____ Data extract

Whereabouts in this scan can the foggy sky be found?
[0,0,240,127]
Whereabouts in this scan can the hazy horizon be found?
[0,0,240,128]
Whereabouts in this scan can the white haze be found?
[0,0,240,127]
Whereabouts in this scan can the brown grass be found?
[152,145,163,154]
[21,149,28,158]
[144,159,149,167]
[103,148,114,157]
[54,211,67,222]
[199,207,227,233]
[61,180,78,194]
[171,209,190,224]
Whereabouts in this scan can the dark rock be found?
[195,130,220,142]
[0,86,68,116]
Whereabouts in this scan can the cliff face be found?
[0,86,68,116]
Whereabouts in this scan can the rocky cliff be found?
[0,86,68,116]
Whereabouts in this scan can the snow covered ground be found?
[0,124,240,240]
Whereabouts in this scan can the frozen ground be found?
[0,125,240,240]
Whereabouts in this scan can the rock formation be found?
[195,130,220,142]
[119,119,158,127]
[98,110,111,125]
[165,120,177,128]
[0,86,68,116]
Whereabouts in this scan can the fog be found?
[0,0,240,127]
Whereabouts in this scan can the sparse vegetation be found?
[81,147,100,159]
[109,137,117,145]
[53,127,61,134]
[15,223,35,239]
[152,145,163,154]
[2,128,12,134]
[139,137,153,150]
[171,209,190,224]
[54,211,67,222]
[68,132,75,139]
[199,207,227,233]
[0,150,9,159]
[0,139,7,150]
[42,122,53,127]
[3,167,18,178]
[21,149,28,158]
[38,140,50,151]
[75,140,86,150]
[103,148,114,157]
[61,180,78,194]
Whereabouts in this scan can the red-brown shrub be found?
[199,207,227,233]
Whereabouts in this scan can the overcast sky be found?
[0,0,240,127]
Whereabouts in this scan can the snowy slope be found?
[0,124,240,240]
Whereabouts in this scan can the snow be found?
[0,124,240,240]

________

How many lines of the material above contain the string "brown"? Give only the number.

Problem solution » 2